TASK BRIEF
Can you restate the records below word for word?

Start of Block

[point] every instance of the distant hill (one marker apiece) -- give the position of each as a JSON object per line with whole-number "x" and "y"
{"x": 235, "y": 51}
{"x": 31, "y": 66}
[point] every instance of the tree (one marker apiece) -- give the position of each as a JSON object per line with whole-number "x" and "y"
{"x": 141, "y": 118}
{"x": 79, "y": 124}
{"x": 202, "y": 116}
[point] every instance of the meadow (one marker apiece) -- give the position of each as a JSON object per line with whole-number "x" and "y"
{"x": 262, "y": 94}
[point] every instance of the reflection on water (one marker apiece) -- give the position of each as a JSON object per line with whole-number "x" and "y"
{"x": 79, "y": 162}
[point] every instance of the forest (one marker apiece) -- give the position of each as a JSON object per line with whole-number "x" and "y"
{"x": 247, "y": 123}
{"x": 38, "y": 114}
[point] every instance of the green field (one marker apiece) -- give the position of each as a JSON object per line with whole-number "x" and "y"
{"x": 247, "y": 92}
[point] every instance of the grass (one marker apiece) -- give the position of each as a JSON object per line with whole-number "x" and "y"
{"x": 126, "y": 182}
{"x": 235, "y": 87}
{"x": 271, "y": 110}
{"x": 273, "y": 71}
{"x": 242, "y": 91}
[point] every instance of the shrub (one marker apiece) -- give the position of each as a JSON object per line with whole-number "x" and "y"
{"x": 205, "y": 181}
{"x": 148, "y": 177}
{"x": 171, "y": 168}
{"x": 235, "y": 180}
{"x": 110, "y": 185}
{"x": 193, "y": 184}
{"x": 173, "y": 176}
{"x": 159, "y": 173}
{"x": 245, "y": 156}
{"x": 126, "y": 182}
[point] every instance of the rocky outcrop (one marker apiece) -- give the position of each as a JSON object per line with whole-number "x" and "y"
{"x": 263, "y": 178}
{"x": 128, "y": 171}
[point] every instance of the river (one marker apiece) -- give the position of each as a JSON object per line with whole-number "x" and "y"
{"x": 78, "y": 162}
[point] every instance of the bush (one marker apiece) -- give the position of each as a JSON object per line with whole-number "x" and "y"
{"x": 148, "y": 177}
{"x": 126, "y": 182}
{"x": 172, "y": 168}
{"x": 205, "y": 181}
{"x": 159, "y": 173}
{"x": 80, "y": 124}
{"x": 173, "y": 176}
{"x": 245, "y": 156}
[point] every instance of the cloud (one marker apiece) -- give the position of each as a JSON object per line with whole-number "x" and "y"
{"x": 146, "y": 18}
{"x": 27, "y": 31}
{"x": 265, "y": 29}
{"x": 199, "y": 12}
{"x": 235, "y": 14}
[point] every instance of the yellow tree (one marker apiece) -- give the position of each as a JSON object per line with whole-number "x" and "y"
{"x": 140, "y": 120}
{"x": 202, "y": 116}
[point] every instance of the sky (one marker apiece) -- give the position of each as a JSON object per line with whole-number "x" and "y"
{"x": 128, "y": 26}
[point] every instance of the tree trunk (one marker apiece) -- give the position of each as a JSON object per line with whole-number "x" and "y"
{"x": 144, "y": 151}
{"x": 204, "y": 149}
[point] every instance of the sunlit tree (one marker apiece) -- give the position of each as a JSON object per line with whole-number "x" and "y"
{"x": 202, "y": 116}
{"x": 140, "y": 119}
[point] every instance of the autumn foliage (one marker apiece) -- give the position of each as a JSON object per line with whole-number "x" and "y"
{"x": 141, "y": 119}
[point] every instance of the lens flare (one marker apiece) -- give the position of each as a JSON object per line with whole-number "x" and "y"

End of Block

RESULT OF THE TASK
[point] every instance of the distant hill (one marker apiece) -- give the position of each as a JSON object per line with whole-number "x" and "y"
{"x": 235, "y": 51}
{"x": 31, "y": 66}
[point] every instance of the tree (one marker apiece) -- give the position of each as a JSON object per line with whole-number "x" and "y"
{"x": 141, "y": 118}
{"x": 79, "y": 124}
{"x": 202, "y": 116}
[point] every instance of the meadow (one marker apiece) -- give the position of each as a JSON object per line with whole-number "x" and "y"
{"x": 262, "y": 94}
[point] every instance of the reflection on water (one marker apiece) -- give the position of each as a JSON object per line with whole-number "x" and "y"
{"x": 79, "y": 162}
[point] every instance of the forest (one marker apiece) -- give the position of each as a JSON object per line with whole-number "x" and "y"
{"x": 247, "y": 123}
{"x": 38, "y": 114}
[point] every instance of the green field (one marker apiece) -- give the position of each as a JSON object per line with whole-number "x" and "y"
{"x": 247, "y": 92}
[point] every instance of the grass (one marker apiece) -- give the position of each as a JSON object per line with whole-number "x" and "y"
{"x": 126, "y": 182}
{"x": 235, "y": 87}
{"x": 271, "y": 110}
{"x": 273, "y": 71}
{"x": 242, "y": 91}
[point] every instance of the shrub (one marker apiece) -- give the position of each as a JSON object per line with whole-number "x" and "y"
{"x": 205, "y": 181}
{"x": 148, "y": 177}
{"x": 171, "y": 168}
{"x": 235, "y": 180}
{"x": 110, "y": 185}
{"x": 193, "y": 184}
{"x": 173, "y": 176}
{"x": 159, "y": 173}
{"x": 245, "y": 156}
{"x": 126, "y": 182}
[point] every instance of the rocky outcrop (one marker apiece) -- give the position of each as a JSON object per line with whole-number "x" and "y"
{"x": 263, "y": 178}
{"x": 128, "y": 171}
[point] every instance of the river (one marker apiece) -- give the position of each as a JSON object per line with whole-number "x" and "y"
{"x": 78, "y": 162}
[point] every instance of the bush (one marker apiece) -- give the position of each as a JSON object per line with whole-number "x" and "y"
{"x": 148, "y": 177}
{"x": 126, "y": 182}
{"x": 172, "y": 168}
{"x": 205, "y": 181}
{"x": 159, "y": 173}
{"x": 80, "y": 124}
{"x": 173, "y": 176}
{"x": 245, "y": 156}
[point] every instance of the cloud (one marker apiece) -- give the position of each as a JSON object per line with whole-number "x" and "y"
{"x": 146, "y": 18}
{"x": 27, "y": 31}
{"x": 265, "y": 29}
{"x": 199, "y": 12}
{"x": 235, "y": 14}
[point] every instance of the yellow tree (one marker apiece) -- give the position of each as a JSON object per line with whole-number "x" and "y"
{"x": 140, "y": 120}
{"x": 202, "y": 116}
[point] every instance of the sky (one marker apiece) -- give the position of each as a JSON object per line with whole-number "x" and "y"
{"x": 128, "y": 26}
[point] every instance of the tree trunk (one marker apiece) -- give the position of each as a JSON object per line with whole-number "x" and "y"
{"x": 144, "y": 151}
{"x": 204, "y": 149}
[point] every instance of the sunlit tree (one marker apiece) -- give the position of each as a JSON object per line with whole-number "x" and "y"
{"x": 202, "y": 116}
{"x": 140, "y": 119}
[point] every instance of the autumn foliage (one marker apiece) -- give the position of each as a JSON object per line with whole-number "x" and "y"
{"x": 141, "y": 119}
[point] every instance of the lens flare (one marker apiece) -- give the position of each as a JSON object per line with whole-number "x" and "y"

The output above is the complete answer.